**Written problem**
Convert the records below into a two-column CSV with the header "text","answer" and one row per record. Place each record's text and its answer in their own quoted fields, replacing every line break with a space.

**Excerpted data**
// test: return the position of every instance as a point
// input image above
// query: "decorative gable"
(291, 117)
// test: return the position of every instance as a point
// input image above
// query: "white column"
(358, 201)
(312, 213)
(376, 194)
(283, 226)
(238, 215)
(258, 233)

**Solved exercise**
text,answer
"// test: return the position of every instance as a point // input image above // query: ""decorative gable""","(291, 117)"
"// test: return the position of every instance as a point // input image above // query: ""white column""","(358, 201) (312, 213) (376, 194) (283, 226) (238, 215) (258, 233)"